◆ **Task requirements**
1) Decide whether each statement below agrees with the court opinion. For each one, answer yes or no and quote the deciding words of the opinion exactly. (a) The plaintiff acquired title to roughly 35 acres of land in 1984. (b) The plaintiff filed a timely appeal of the 1991 assessment with the County Board of Taxation. (c) The court reversed the judgment being appealed.
2) Reproduce the court opinion word for word, everything from "In this tax" down to "misplaced or misfiled.".

◆ **Passage shown**
Decided: April 6, 1993.

HOVBILT, INCORPORATED, PLAINTIFF-APPELLANT,
v.
TOWNSHIP OF HOWELL, DEFENDANT-RESPONDENT



On appeal from Tax Court of New Jersey.

J.h. Coleman, A.m. Stein and Conley. The opinion of the court was delivered by Coleman, J.h., P.J.A.D. A.m. Stein, J.A.D., Dissenting.

Coleman

In this tax appeal case, the taxpayer appeals from a judgment finding that an error made by the tax assessor in not assessing plaintiff's property pursuant to the Farmland Assessment Act of 1964, N.J.S.A. 54:4-23.1 et seq., could not be corrected under the Correction of Errors Statute, N.J.S.A. 54:51A-7. We affirm.

The controlling facts are not disputed. In 1984, plaintiff acquired title to approximately 35 acres of unimproved land known as Lots 16 and 24, Block 142, on Route 524 at Wycoff Road, Howell Township, New Jersey. The property is raw farmland. Between the 1985 and 1990 tax years, plaintiff's application for the land to be assessed as farmland pursuant to the Farmland Act was granted. For the 1991 tax year, plaintiff also filed a timely application for a farmland assessment which

was never considered by the tax assessor because it was apparently misplaced or misfiled.

During June or July, 1991, plaintiff received the tax bill for the property, reflecting that the property had been assessed at its market value of $556,300 rather than as farmland. In its brief, plaintiff states that it "did not file a timely appeal for the 1991 assessment to the County Board of Taxation. Instead, the Complaint seeking relief pursuant to N.J.S.A. 54:51A-7 was filed in the Tax Court on December 11, 1991." In its complaint, plaintiff contended that if the property had been properly assessed as farmland, the real estate taxes would have been reduced by more than $2,000.

Presently, N.J.S.A. 54:51A-7 provides:

The tax court may, upon the filing of a complaint at any time during the tax year or within the next 3 tax years thereafter . . . enter judgment to correct typographical errors, errors in transposing, and mistakes in tax assessments, provided that such complaint shall set forth the fact causing and constituting the error . . . . * * * The tax court shall not consider under this section any complaint relating to matters of valuation involving an assessor's opinion or judgment.

◆ **Extracted information**

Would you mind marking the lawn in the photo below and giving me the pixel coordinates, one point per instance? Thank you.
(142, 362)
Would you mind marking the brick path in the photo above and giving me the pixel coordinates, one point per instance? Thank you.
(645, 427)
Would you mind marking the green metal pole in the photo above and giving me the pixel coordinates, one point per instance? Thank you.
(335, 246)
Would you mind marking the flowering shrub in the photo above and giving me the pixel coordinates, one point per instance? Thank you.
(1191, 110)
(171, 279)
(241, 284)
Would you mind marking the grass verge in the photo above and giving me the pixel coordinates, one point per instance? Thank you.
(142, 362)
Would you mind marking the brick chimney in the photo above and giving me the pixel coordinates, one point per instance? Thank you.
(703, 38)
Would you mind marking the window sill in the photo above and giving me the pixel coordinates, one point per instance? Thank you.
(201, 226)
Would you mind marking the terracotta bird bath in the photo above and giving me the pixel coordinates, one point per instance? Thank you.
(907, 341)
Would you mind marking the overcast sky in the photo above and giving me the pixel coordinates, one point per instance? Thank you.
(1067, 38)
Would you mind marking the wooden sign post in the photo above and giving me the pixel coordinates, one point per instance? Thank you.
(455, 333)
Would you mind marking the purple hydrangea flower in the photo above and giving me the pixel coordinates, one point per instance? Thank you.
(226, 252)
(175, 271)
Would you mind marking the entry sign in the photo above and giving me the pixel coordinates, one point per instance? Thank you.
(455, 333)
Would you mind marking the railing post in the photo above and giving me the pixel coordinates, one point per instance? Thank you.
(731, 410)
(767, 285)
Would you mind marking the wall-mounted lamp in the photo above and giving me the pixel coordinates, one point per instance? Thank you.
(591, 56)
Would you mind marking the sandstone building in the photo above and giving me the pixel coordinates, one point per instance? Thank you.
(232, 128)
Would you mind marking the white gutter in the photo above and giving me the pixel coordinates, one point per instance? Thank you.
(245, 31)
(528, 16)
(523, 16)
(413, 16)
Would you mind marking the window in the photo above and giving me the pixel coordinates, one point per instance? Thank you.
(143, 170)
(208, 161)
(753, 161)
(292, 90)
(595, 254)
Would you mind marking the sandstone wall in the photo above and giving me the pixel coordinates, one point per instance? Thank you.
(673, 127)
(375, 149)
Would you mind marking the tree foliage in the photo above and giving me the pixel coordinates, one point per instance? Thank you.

◆ **Solutions to the exercise**
1)
(a) Yes: "In 1984, plaintiff acquired title to approximately 35 acres of unimproved land"
(b) No: "did not file a timely appeal for the 1991 assessment to the County Board of Taxation"
(c) No: "We affirm."

2)
In this tax appeal case, the taxpayer appeals from a judgment finding that an error made by the tax assessor in not assessing plaintiff's property pursuant to the Farmland Assessment Act of 1964, N.J.S.A. 54:4-23.1 et seq., could not be corrected under the Correction of Errors Statute, N.J.S.A. 54:51A-7. We affirm.

The controlling facts are not disputed. In 1984, plaintiff acquired title to approximately 35 acres of unimproved land known as Lots 16 and 24, Block 142, on Route 524 at Wycoff Road, Howell Township, New Jersey. The property is raw farmland. Between the 1985 and 1990 tax years, plaintiff's application for the land to be assessed as farmland pursuant to the Farmland Act was granted. For the 1991 tax year, plaintiff also filed a timely application for a farmland assessment which

was never considered by the tax assessor because it was apparently misplaced or misfiled.